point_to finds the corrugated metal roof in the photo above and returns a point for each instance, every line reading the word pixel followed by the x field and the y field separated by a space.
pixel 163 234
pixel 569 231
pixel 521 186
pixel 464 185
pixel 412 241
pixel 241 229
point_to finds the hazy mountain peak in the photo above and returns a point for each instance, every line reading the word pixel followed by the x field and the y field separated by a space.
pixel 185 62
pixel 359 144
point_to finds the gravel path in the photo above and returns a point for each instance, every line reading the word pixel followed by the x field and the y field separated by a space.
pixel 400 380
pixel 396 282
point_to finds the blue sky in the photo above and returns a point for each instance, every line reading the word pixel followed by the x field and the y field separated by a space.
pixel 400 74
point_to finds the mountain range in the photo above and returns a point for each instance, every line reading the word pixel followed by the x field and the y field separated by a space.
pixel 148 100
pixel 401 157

------------------------------------------------------------

Work item: For this exercise, set down the entire listing above exactly as given.

Answer below:
point_to finds the corrugated metal roof in the photo above and returns a point for each instance, every line reading the word pixel followed by the x field and the y field separated by a space.
pixel 163 234
pixel 569 231
pixel 521 186
pixel 464 185
pixel 412 241
pixel 241 229
point_to finds the hazy mountain peak in the photo above and returns a point for each instance, every line reading the word pixel followed by the x field and the y field separated by a space.
pixel 185 62
pixel 359 144
point_to finds the gravel path in the photo above and returns a point for each instance, every line reading the word pixel followed by the x field and the y field separated by a space.
pixel 400 380
pixel 396 282
point_to finds the blue sky in the photo above and returns a point for each instance, every line reading the word pixel followed by the x field and the y field separated by a space.
pixel 400 74
point_to finds the mountain range in the photo above and returns a point for each instance, every line reading the word pixel followed by the x field and the y field separated by a space.
pixel 148 100
pixel 401 157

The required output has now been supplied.